start
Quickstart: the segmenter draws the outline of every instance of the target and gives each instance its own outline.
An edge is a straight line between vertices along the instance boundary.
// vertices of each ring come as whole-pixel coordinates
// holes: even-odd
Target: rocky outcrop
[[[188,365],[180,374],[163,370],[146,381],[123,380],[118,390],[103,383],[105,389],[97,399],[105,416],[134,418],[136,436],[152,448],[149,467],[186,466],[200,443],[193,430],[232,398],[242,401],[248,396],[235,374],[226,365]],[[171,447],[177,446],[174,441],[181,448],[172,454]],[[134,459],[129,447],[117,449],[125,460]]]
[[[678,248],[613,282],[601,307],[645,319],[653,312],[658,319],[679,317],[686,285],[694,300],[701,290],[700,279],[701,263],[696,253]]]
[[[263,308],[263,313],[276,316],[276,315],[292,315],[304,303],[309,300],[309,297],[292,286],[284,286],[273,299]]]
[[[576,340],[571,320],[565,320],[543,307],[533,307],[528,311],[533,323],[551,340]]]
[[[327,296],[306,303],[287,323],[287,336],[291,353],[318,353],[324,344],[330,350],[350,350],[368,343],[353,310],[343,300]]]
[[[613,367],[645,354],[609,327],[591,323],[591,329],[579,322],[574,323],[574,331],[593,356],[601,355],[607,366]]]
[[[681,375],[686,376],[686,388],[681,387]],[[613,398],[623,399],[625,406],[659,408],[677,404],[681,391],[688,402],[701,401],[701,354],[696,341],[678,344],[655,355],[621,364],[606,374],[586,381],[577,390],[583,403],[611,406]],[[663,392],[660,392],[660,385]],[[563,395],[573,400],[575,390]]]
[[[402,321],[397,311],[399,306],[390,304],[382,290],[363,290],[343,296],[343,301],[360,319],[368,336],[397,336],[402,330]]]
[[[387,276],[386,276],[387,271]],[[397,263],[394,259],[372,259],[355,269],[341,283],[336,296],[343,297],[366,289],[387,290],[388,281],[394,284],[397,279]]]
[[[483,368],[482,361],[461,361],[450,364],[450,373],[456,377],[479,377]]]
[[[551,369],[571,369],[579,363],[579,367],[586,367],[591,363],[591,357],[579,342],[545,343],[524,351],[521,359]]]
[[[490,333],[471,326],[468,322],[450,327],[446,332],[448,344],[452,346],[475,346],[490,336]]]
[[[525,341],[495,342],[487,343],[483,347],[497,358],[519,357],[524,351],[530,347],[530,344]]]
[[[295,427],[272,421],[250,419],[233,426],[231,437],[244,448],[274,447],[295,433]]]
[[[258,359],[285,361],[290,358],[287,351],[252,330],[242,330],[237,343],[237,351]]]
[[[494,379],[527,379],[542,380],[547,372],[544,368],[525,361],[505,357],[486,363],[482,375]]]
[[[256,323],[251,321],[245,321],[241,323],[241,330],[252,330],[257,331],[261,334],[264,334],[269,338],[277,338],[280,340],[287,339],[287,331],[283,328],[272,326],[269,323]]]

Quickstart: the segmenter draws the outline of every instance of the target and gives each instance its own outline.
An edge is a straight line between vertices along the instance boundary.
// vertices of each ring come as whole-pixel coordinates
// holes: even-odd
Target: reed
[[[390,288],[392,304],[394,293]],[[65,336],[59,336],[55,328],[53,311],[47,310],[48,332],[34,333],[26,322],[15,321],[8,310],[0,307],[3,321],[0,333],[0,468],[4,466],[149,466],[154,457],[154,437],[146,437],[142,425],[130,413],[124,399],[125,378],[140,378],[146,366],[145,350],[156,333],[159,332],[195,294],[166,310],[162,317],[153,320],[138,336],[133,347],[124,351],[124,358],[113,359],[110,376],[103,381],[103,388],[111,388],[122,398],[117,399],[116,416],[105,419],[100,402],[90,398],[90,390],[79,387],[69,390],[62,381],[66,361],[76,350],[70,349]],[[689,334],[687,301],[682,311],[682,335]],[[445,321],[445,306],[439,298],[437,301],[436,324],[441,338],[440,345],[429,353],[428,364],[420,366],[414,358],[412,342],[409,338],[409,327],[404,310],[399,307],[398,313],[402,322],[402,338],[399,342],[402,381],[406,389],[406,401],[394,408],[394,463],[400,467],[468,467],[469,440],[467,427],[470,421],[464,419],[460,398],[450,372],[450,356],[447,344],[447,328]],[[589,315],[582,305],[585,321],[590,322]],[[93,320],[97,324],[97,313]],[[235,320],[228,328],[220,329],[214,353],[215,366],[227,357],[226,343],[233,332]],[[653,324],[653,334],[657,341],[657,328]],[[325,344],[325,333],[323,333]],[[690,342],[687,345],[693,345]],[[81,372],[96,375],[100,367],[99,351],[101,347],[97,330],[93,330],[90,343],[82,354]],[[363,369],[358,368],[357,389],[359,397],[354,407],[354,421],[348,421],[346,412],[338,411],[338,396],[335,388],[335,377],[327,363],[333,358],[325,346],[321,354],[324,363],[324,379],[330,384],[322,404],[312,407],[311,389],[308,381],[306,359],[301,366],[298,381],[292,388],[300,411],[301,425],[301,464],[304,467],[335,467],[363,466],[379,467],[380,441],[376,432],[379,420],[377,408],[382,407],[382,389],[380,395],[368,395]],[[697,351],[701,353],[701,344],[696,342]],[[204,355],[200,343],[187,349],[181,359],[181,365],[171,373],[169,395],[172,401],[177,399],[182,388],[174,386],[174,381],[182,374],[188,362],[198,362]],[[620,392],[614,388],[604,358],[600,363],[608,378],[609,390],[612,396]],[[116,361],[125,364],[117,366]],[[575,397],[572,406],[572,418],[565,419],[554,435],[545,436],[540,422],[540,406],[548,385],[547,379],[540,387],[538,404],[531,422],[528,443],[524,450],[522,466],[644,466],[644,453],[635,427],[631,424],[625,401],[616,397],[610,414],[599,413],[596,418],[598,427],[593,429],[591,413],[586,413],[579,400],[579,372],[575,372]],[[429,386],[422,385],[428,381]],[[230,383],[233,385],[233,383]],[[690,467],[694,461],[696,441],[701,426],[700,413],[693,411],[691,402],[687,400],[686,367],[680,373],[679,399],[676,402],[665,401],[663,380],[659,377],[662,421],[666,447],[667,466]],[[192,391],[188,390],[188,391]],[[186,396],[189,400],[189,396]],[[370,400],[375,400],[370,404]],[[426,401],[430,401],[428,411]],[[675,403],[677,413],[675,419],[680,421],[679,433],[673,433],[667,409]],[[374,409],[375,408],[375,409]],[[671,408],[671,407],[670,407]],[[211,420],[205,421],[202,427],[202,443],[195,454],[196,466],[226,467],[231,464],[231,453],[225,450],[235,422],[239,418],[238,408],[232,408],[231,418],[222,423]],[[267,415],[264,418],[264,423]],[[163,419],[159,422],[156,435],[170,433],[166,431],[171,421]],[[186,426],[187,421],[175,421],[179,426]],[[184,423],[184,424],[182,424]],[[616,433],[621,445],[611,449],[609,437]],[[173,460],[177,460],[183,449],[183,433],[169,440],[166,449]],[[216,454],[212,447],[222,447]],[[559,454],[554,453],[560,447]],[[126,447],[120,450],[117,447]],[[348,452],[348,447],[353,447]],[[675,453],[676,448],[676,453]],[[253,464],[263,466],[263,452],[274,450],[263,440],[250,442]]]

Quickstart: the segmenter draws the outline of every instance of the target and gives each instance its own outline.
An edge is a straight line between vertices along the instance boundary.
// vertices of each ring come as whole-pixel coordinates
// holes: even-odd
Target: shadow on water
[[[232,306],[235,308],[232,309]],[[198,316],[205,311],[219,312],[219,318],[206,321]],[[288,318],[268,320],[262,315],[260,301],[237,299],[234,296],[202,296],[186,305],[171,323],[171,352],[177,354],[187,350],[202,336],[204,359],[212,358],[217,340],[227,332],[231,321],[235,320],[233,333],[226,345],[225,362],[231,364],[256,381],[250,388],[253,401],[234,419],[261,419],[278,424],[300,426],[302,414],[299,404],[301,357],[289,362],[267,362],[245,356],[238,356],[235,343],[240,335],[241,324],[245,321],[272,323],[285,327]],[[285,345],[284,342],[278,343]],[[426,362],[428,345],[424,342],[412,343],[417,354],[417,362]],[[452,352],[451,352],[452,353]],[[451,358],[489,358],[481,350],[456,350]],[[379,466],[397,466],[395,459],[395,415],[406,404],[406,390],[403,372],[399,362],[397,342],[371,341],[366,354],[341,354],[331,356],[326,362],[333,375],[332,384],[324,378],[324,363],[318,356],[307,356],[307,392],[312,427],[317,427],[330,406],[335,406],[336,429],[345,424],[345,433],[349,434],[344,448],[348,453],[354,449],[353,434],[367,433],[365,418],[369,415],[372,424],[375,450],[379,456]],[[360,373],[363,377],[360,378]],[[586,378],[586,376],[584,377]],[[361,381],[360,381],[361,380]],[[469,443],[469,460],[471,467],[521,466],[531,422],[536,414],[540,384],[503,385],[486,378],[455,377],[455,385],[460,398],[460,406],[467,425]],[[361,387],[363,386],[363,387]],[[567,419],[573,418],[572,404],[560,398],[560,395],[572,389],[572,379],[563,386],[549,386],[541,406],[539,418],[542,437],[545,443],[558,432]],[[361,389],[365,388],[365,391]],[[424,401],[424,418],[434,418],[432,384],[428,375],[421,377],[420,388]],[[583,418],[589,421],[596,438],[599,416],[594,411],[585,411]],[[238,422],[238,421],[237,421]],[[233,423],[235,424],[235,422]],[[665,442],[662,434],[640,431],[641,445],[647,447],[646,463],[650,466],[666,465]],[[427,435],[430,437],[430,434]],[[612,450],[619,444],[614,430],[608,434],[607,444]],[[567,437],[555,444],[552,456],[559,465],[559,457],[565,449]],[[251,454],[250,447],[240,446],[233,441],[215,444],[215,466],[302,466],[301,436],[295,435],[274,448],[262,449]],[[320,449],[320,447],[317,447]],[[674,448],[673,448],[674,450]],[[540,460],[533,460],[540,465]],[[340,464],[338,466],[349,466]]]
end
▶ WHAT TO DO
Switch "vertices" to "points" in the material from its first line up to and including the line with "Target: rocky outcrop", and give back only those lines with everything else unchanged.

▶ WRITTEN REPLY
Quickstart: the segmenter draws the outline of every instance of the target and gives each instance its own outline.
An edge is a straight line between points along the instance boundary.
// points of each ring come as whole-pixel coordinates
// holes: even-odd
Target: rocky outcrop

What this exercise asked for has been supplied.